読解文 ->
通信距離が短い特定小電力トランシーバーだからこその利点
特定小電力トランシーバーは通信距離が短い難点がありますが、それ以外の部分では多くの利点を持っています。
そこでこのトピックでは、特定小電力トランシーバーを使う利点について解説していきます。
コストを抑えて使用できる
1つ目の利点は、コストを抑えて使用できる点です。そもそもの機器自体が安いことに加えて、通話料が無料でバッテリーの消費量も少ないため、ほとんどコストがかかりません。
また、単3電池1本で20時間以上の利用が見込めるため、電池が切れたとしてもすぐに取り替えが可能です。こうしたメンテナンスの手軽さも魅力といえるでしょう。
コストパフォーマンスの点では他のタイプと比べても群を抜いて優れているため、近距離で無線機を利用する際は特定小電力トランシーバーを選ぶとよいです。
ほとんどタイムラグなしで送受信できる
2つ目の利点は、ほとんどタイムラグなしで送受信できる点です。一般的なトランシーバーでは発信と受信の間にタイムラグが発生します。
使い物にならないほどにタイムラグが発生するわけではないですが、若干のずれを感じるため会話の際にわずらわしさを感じやすいです。
それに対して、特定小電力トランシーバーはこの時間差がほとんどありません。通信距離は短いですが通信の質は高く、テンポよくやり取りができます。
したがって、近距離で頻繁にやり取りを行う場合は特定小電力トランシーバーの利用がおすすめです。
長時間にわたって使用し続けられる
3つ目の利点は、長時間にわたって使用し続けられる点です。特定小電力トランシーバーは出力が小さいぶん電力の消費も少ないため、長時間の利用に耐えられます。
それに対して、一般的なトランシーバーは出力の強さが原因で電気消費量が激しく、長時間の利用が難しいです。
そのため、1日がかりで行われるイベントやプライベートのキャンプなどのレジャーの際に便利に使える無線機だといえます。
長時間にわたる無線機の使用を近距離で実施することを検討している方は、ぜひ特定小電力トランシーバーを利用してみてください。
容易に持ち運べる
4つ目の利点は、容易に持ち運びが可能な点です。出力が小さいためバッテリーなどの部品も大きくする必要がなく、コンパクトな仕様が実現できています。

課題一覧 ->
1. 特定小電力トランシーバーに関する文章によると、単3電池1本でどれくらいの時間の利用が見込めますか。
2. 特定小電力トランシーバーに関する文章を、最後の文の後から書き継いでください。
この後に続く行は、特定小電力トランシーバーに関する文章とは別の出典から取ったものです。

データ抜粋 ->
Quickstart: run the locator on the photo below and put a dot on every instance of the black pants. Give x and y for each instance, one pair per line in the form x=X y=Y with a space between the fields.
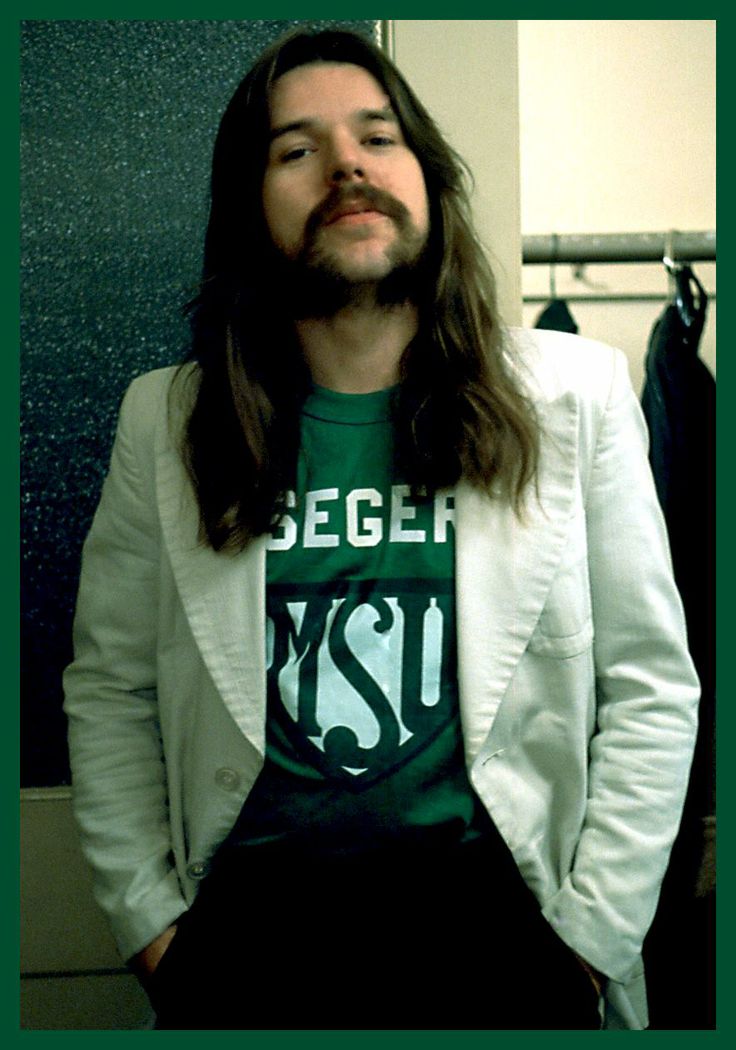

回答一覧 ->
1. 20時間以上です。

2.
一般的なトランシーバーは、出力の大きさに対応するために機器を大型なものにする必要があります。それに対して、特定小電力トランシーバーは単3電池1本で対応できる出力となっているため、小型の機器で対応できます。
このように小型で持ち運びが容易であるため、移動しながら利用するときや外で利用するときに使いたいトランシーバーだといえるでしょう。
特定小電力トランシーバーの通信距離を伸ばす方法
特定小電力トランシーバーの問題点は通信距離が長くない点ですが、対処法があります。
そこでこのトピックでは、特定小電力トランシーバーの通信距離を伸ばす方法について解説していきます。
アンテナが長い機種を利用する
1つ目は、アンテナが長い機種の利用になります。無線機器はアンテナが地面から離れるほど精度が上がり、それにともなって通信距離が伸びます。
地面から離れると精度が上がるのは、地面の土壌や植物が電波を吸収しにくくなるためです。土壌や植物といった水分が多い物質は電波を吸収する性質を持ち、地面から近い距離でトランシーバーを利用すると無線機器としての精度が落ちます。
そのため、アンテナを長くするといった対応を取り、地面からの距離を極力遠くして電波が吸収されにくいようにすると利用の幅が広がります。
したがって、特定小電力トランシーバーを購入する際はアンテナの長さに着目するとよいでしょう。
アンテナを高い位置に設置する
2つ目は、アンテナを高い位置に設置する方法です。アンテナを長くしてもまだ通信距離が足りないというときは、思い切ってアンテナを高い所に設置すると状況が改善する可能性があります。
高い位置に設置する際は周りに遮蔽物がないかどうかも確認しましょう。遮蔽物があると電波が真っすぐに進めない、電波自体が吸収されてしまうなどの問題が発生する場合があり、通信距離が伸びません。
ただ高い位置に設置するのではなく、遮蔽物が見当たらないレベルの高さにアンテナを設置することを意識すると、劇的に通信距離が伸びるようになるでしょう。
近くに金属製品を置かないようにする
3つ目は、近くに金属製品を置かないようにする方法です。金属には電波を反射する性質があります。そのため、トランシーバーの近くに金属製品があると電波が反射されてしまい、思うように通信ができないというトラブルが発生しやすいです。
実際に、建物の鉄筋コンクリートや冷蔵庫といった家電が電波に影響を与えて、通信障害を引き起こしている例は少なくありません。
したがって、もし特定小電力トランシーバーの通信距離があまりにも短いと感じた場合は周りに金属製品がないかどうかを確かめてみてください。
もし、そこで金属製品が見つかれば、場所を移してみましょう。するとトランシーバーの通信の質が一気に改善されるかもしれません。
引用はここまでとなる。